__Page extract__
╭──
The one difference between Type III and Type II is that with Type III at the PBX (Trunk Circuit) the
M-lead has a relay that connects it to SG by default. This means that when the PBX
wants to signal using the M-lead, it first has to disconnect the relay. This prevents
spurious signals on the M-lead from signalling by mistake.
The E-lead is open circuit when On-Hook and goes to Ground when Off-Hook and requesting a path.
The current is much lower on the E lead due to the high resistance E lead detectors used.
The M-lead is also open circuit when On-Hook and connects to the Battery when Off-Hook.
The blocking diode on the M lead does not necessarily have to be there with Type III.
E&M Type IV
One wire is the E-lead; one wire the M-lead; one wire is the Signal ground (SG) for the
E-lead; one wire is the Signal Battery (SB) for the M-lead;
one pair is used for the transmitted voice and one pair is used for the received voice.
Both the SG and SB are grounded.
The E-lead is open circuit when On-Hook and goes to Ground when Off-Hook and requesting a path.
The M-lead is also open circuit when On-Hook and also connects to the Ground when Off-Hook.
Both circuits operate identically.
E&M Type V
One wire is the E-lead; one wire the M-lead; one pair is used for the transmitted voice and one pair
is used for the received voice. The PBX supplies the power for the E-lead, the other end
supplies power for the M-lead (N.B. this is where Type V differs from Type I)
and they use their local ground rather than common ground over SB and SG as in Type IV so this is unbalanced.
The E-lead is open circuit when On-Hook (Idle).
The signalling end generates the E signal by the E-lead being connected to Ground (Off-Hook).
The voltage can vary between -48v and -2v. The PBX
can then detect a current through a resistor. The M-lead is open circuit when On-Hook.
The PBX generates an M-signal by connecting to Ground
and the signalling end detects the resultant current through a resistor.
Type V interfaces can be connected back to back.
The following timers are often used to modify how a voice interface behaves:
- Ringing Timeout - How long a telephone is rung when nobody picks up the remote end.
- Initial Timeout - How long a dial tone will be sent before the first digit is dialled.
- Interdigit Timeout - How long the port waits after a digit has been dialled, before the next digit is dialled.
- DTMF Digit Timing - This is how long the DTMF digit signal lasts.
- DTMF Interdigit Timing - This is how long the gap lasts between the DTMF digit signals.
- Hookflash In Timing - The Hookflashes indicates that the caller wants to do something with the call such as transfer it.
The 'Hookflash In' time is that for an incoming call such that if it is set to be quite a long time then this means that
the calling phone has to be left off-hook for a long time before the call is cleared. Conversely, if the time is too short
then this may be mis-interpreted as the caller hanging up. This is used where telephones have Recall keys.
- Hookflash Out Timing - This is the Hookflash time that the voice port sends out.
In the UK the following diagram indicates the correct pin numbers for the LJU and the RJ45 as
specified by BT and AT&T respectively:
BT LJU circuit
The normal UK analogue telephone line into a home or a direct line to an office requires a socket wired according to the above diagrams.
The 'Wiring' end is typically the outside line wiring coming in from, say, BT, and the Line Jack Unit (LJU) is where the
telephone is plugged in. The first thing to note is that Surge Protection (SP) is required across the 'A' leg (Signal)
╰──
__Provided data__
╭──
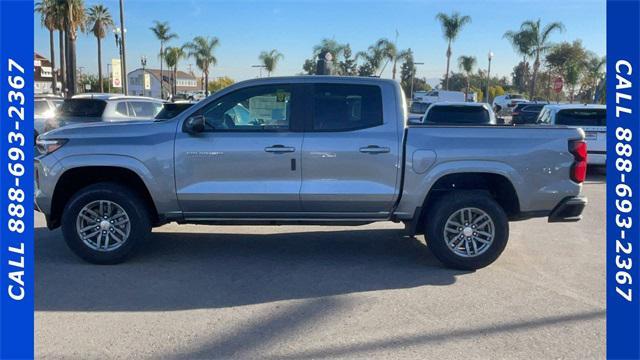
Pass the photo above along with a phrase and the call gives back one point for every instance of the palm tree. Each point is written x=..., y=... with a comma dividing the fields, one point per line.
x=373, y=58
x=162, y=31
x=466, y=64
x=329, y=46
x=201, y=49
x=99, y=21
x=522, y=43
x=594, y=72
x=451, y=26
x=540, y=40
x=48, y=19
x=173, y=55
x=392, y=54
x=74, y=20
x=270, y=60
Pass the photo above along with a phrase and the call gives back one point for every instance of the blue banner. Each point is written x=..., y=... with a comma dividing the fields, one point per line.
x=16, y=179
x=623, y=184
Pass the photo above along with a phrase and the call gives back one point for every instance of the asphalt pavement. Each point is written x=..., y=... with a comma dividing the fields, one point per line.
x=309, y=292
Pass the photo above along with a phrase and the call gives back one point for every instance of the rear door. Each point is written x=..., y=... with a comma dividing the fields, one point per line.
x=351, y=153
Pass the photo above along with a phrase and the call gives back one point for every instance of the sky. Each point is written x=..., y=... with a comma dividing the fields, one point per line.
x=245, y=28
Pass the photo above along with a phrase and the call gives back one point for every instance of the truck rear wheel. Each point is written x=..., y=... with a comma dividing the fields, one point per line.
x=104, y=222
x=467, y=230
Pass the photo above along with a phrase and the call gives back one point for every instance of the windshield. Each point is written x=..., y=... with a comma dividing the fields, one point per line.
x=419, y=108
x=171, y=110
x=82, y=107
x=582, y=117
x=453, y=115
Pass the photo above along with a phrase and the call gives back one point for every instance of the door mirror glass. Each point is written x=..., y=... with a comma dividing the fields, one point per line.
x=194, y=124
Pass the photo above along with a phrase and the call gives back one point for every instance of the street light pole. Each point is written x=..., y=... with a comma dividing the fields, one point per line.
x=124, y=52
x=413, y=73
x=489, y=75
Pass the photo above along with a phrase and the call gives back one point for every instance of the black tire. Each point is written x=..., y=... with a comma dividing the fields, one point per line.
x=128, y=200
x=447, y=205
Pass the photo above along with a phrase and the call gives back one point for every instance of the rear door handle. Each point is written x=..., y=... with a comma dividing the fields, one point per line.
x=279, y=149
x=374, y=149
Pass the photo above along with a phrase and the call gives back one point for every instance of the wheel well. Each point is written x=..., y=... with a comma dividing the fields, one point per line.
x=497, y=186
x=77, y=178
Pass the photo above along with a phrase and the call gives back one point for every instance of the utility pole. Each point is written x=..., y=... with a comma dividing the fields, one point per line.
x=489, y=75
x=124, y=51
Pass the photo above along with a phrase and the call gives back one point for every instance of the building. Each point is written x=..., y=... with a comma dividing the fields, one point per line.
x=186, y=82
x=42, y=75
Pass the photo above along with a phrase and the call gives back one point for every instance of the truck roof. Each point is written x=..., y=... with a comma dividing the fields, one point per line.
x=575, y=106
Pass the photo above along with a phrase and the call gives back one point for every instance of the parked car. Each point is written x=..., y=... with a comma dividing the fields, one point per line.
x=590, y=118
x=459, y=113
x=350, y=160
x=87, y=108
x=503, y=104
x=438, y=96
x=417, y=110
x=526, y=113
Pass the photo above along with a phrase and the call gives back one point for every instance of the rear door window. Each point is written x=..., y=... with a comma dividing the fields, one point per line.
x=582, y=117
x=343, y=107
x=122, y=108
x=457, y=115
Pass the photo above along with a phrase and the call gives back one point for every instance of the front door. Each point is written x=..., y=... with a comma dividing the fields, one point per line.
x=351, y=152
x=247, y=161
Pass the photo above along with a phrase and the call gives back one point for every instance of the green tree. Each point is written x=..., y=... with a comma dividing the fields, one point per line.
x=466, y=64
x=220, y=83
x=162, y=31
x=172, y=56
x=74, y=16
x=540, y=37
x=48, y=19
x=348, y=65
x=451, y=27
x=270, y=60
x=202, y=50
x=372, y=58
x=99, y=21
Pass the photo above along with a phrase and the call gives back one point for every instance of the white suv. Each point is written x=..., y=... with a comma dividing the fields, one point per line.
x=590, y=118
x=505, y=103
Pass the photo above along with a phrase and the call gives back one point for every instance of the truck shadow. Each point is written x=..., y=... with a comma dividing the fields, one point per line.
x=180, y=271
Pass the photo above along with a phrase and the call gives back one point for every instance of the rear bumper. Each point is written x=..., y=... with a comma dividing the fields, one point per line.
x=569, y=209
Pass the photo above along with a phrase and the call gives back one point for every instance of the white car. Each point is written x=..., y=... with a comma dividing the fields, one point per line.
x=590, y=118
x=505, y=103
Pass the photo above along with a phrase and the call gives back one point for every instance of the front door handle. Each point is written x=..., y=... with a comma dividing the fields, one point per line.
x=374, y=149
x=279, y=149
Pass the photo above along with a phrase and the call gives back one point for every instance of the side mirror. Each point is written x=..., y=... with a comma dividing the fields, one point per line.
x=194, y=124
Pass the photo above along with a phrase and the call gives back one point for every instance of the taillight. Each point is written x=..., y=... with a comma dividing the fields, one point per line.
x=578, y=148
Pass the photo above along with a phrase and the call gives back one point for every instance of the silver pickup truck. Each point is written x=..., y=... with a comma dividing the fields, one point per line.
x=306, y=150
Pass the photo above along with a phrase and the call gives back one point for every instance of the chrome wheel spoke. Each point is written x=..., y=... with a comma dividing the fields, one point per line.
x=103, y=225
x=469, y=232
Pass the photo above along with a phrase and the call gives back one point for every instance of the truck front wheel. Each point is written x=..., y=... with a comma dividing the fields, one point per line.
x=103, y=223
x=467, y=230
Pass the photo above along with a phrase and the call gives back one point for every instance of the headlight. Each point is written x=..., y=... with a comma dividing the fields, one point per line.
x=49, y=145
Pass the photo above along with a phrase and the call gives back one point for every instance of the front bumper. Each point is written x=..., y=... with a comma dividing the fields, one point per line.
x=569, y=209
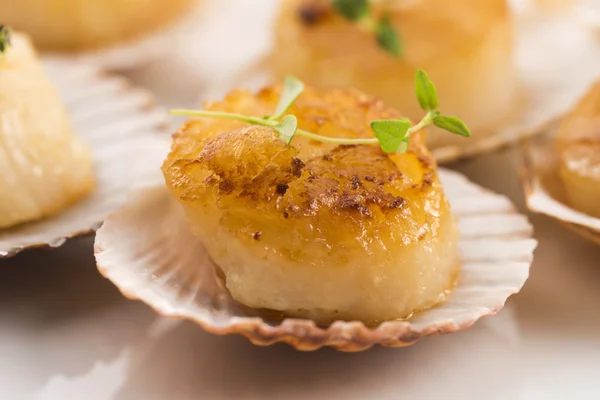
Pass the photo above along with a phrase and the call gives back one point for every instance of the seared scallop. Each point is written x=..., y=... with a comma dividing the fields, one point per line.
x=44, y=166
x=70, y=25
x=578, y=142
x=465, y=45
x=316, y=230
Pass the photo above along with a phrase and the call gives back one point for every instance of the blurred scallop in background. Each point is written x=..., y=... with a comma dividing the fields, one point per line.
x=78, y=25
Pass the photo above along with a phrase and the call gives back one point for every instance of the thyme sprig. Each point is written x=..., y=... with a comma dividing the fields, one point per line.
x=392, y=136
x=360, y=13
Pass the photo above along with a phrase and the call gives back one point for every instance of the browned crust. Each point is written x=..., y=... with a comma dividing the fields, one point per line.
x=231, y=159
╰──
╭──
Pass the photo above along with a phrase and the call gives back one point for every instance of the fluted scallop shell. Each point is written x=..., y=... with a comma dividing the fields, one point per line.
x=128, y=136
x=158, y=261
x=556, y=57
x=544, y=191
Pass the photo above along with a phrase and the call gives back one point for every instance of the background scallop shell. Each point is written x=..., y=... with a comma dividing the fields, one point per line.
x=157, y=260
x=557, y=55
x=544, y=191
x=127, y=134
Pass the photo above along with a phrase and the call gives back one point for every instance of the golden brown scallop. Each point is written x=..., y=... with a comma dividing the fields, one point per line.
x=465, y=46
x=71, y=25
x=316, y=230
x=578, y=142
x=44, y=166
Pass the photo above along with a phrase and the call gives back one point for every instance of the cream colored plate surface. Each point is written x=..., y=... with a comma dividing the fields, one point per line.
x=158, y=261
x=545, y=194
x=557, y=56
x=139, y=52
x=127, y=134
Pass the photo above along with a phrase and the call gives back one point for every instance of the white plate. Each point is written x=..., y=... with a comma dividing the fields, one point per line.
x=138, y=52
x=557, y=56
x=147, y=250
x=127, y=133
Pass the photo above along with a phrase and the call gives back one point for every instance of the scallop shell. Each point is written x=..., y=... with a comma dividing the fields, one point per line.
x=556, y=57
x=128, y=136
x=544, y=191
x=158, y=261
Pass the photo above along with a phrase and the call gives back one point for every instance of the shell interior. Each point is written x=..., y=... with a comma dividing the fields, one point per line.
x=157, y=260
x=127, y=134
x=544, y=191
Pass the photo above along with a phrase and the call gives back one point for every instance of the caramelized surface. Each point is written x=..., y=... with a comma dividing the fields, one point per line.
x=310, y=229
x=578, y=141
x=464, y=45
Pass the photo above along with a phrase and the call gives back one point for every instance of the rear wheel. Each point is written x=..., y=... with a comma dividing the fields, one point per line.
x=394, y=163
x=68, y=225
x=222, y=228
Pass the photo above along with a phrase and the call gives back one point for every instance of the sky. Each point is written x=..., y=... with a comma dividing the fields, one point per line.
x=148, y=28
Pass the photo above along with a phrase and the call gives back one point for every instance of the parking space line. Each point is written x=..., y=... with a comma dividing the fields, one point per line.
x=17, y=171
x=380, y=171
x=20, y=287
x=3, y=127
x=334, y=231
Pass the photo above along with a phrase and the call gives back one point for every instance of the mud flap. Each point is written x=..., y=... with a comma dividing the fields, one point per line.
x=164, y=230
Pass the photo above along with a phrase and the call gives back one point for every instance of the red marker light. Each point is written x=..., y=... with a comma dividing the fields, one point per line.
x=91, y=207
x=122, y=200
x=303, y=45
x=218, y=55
╰──
__Instructions to follow__
Copy everything in the E&M signaling text from "The voltage can" down to "resultant current through a resistor.", word for word. This data is separate from the E&M signaling text.

__Result__
The voltage can vary between -48v and -2v. The PBX
can then detect a current through a resistor. The M-lead is open circuit when On-Hook.
The PBX generates an M-signal by connecting to Ground
and the signalling end detects the resultant current through a resistor.